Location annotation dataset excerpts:
>>>

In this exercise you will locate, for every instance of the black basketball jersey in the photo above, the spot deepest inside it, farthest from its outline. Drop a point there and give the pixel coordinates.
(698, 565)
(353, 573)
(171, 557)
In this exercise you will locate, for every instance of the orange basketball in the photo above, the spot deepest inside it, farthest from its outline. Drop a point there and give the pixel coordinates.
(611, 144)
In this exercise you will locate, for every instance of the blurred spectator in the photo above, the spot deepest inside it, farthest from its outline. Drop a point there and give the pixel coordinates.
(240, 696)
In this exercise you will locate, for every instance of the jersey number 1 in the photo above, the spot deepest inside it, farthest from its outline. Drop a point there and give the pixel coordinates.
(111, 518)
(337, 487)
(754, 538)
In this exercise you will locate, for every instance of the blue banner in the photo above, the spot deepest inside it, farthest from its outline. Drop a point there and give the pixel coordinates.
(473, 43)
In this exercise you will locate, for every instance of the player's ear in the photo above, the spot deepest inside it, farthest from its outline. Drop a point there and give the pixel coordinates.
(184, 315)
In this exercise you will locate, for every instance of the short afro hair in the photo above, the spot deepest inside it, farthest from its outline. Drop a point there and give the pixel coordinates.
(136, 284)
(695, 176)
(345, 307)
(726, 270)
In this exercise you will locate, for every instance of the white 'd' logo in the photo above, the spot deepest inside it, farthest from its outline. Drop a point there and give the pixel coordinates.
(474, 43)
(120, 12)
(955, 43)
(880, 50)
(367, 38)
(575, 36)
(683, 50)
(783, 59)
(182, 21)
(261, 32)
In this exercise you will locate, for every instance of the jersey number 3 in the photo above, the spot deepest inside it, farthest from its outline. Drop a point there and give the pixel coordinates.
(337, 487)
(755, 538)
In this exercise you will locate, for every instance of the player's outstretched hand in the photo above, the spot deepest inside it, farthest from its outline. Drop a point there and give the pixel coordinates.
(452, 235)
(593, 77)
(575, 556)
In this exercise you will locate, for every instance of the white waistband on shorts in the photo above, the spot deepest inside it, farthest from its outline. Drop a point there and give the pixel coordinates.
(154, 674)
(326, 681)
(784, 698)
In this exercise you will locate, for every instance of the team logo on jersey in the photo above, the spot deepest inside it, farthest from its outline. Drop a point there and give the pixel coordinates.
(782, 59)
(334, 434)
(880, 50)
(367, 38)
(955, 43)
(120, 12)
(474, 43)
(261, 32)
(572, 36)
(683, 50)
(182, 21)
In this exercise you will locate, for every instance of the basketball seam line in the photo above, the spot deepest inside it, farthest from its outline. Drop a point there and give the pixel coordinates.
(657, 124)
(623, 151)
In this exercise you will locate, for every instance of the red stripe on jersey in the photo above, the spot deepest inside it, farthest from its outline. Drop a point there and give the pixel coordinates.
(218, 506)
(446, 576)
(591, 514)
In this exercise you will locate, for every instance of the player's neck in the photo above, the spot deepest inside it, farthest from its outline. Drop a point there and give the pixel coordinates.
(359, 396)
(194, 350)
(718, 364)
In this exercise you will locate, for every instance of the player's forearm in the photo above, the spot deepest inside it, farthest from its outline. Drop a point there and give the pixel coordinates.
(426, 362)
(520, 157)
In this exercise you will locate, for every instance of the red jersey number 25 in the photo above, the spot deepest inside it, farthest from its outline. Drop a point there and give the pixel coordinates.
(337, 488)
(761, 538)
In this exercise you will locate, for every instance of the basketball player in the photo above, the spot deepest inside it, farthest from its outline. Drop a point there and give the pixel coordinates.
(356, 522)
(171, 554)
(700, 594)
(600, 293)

<<<

• PROBLEM DETAILS:
Extract all of the data exactly as written.

• ANSWER TO THE EXERCISE:
In this exercise you will locate, for every instance of the black basketball jersey in the photo above, the spot deepest inside it, farthest from its outline. Drop a point there and give the pixel coordinates.
(698, 565)
(353, 573)
(171, 557)
In this exercise you will locate, for every instance of the orange basketball in the photo above, the spot deepest inside it, farthest from its outline. Drop a point there and give the pixel coordinates.
(611, 144)
In this exercise you will locate, for every instance of the blurred spectator in the photo above, the spot deepest inside it, farthest from its outline. Drop a point there and give the pixel coordinates.
(240, 696)
In this exercise you will locate, for every instance of the jersey number 1 in the photo above, the spot deepest inside it, farthest from its outline. Drop a point there and give the pixel coordinates.
(111, 518)
(337, 487)
(754, 538)
In this exercise you will locate, for every instance of the blue banner in the photo above, the spot deepest inside it, farthest from its outline. Drop a point there and give the pixel coordinates.
(473, 43)
In this exercise you will locate, for every instance of the player's ear in the photo above, the spot deepest inside it, farthest from its outline. Drop a point there and give the pixel coordinates.
(184, 315)
In this exercise you will locate, for every instance of the short afro hair in the photo above, the spot deepest inside it, farthest from its outline. Drop a point there and give the pixel coordinates.
(136, 284)
(695, 176)
(345, 307)
(726, 270)
In this exercise you will locate, for every instance of the white 'd' logo in the photo above, the spot deepest inside it, farthest from its outline. Drop a point there and give the pixel coordinates.
(474, 43)
(120, 12)
(955, 43)
(880, 50)
(367, 38)
(575, 36)
(683, 50)
(783, 59)
(182, 21)
(261, 32)
In this exercise you will locate, for every instance of the jersey number 3 in the photo above, the spot deepest inside it, farthest from its outline. Drop a point there and give the pixel coordinates.
(337, 487)
(755, 538)
In this exercise you will locate, for every instance of the player's outstretched hand in the photo above, the spot deepest inside it, farthest from its outline. Drop a point there and give the pixel coordinates.
(452, 235)
(593, 77)
(575, 556)
In this exercise you will locate, for every instance of the white waistband on shorts in the photo above, the spot deepest inside it, farthest from its outline. Drop a point there and give the pixel coordinates.
(154, 674)
(326, 681)
(784, 698)
In this exercise you will locate, for every instance of the team logo on jersey in the photo above, the spot deepest inside it, farthest from its outline. Drop a point there and give the pixel coordinates.
(782, 59)
(334, 434)
(880, 50)
(367, 38)
(955, 43)
(120, 12)
(474, 43)
(261, 32)
(572, 36)
(683, 50)
(182, 21)
In this exercise you will locate, for every instance of the basketball seam line in the photo above, the spot deepest inside it, farthest from its outline. Drop a point there and give the pixel coordinates.
(657, 124)
(623, 151)
In this exercise you will locate, for every instance of the red stripe on jersey in the photo above, the spot deepest inside it, farthest from its outline. Drop a point there and give the pixel coordinates.
(218, 506)
(446, 576)
(591, 514)
In this exercise you will locate, for every instance of the player's neck in the photo above, the spot deepest inside it, farthest from its outline. Drop a point there and give the pixel coordinates.
(359, 396)
(194, 350)
(718, 364)
In this exercise you will locate, for every instance of the player's forearm in the photo above, the spot deepest inside it, farthest from its outline. Drop a point there and give the pixel coordinates.
(426, 362)
(520, 157)
In this exercise you will locate, for every instance of the red jersey number 25 in the photo above, the spot deepest inside it, farthest from its outline. Drop a point there and give the pixel coordinates.
(337, 488)
(761, 538)
In this exercise you will locate, for every instance of the basketball player in the photo above, the spot deepest inside it, farthest from its outline. Drop a point there and give the pixel coordinates.
(356, 522)
(171, 554)
(700, 594)
(600, 293)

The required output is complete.